Exercises:
a) Reproduce the passage on France verbatim, from "With the far" to "someone to fight.".
b) Summarize the passage on France in two sentences.

With the far right and far left surging in the run-up to a defining presidential election, the French seem intent on blowing up the political establishment.

On a cold Saturday evening in late February, cycling back to my flat in southern Paris, I accidentally ran into a pack of lads on a rampage. They were turning over bins, kicking over expensive motorbikes parked on the street, and obviously looking for someone to fight.

It wasn’t the first time that I’d seen this sort of thing, even in this relatively gentrified part of the city. Usually the best course of action is to stop, let them swarm past and allow the police to do their job. But on this particular night, although I could hear the buzz of a police helicopter above us, there were no officers on the ground. As I nervously became aware of this, one of the lads, no more than five yards away, looked at me and screamed: “T’es qui toi?” (“Who the f*** are you?”). His mates turned and gathered round. Now panicking, I saw that he was pointing a screwdriver at me.

Entries provided:

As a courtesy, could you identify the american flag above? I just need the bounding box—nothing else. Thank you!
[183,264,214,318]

* * *

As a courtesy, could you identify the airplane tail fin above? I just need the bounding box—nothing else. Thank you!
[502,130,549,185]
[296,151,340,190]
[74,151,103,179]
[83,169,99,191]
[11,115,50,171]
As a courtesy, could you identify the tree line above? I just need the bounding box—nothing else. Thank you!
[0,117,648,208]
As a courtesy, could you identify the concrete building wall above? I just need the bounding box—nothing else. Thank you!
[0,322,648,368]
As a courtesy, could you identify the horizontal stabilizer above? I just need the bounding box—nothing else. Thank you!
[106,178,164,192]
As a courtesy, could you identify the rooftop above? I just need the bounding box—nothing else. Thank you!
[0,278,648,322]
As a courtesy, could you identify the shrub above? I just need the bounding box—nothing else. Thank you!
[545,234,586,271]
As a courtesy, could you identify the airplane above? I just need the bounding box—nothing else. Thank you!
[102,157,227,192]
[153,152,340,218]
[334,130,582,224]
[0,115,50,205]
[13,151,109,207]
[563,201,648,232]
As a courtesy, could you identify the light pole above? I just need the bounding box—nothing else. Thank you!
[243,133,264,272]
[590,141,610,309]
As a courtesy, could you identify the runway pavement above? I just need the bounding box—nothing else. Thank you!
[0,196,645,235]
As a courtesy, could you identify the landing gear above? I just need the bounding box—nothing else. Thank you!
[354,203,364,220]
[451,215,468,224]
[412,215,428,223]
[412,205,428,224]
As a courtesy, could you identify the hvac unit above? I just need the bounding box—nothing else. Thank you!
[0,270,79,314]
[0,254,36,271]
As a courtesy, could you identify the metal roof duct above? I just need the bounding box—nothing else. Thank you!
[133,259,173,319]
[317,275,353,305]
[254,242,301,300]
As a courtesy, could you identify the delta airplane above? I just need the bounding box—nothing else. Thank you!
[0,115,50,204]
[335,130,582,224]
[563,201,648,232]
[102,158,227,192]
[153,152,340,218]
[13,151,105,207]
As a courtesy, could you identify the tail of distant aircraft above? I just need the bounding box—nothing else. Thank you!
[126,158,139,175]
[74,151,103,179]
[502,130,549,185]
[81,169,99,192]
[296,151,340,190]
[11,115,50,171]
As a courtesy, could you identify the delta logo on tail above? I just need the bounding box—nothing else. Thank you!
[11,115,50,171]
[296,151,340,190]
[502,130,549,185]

Responses by task:
a)
With the far right and far left surging in the run-up to a defining presidential election, the French seem intent on blowing up the political establishment.

On a cold Saturday evening in late February, cycling back to my flat in southern Paris, I accidentally ran into a pack of lads on a rampage. They were turning over bins, kicking over expensive motorbikes parked on the street, and obviously looking for someone to fight.

b) As the far right and far left surge before a defining presidential election, the French seem intent on blowing up the political establishment. While cycling home in southern Paris on a February evening, the writer ran into a group of young men overturning bins and kicking over motorbikes, and with no police officers on the ground, one of them shouted at the writer and pointed a screwdriver.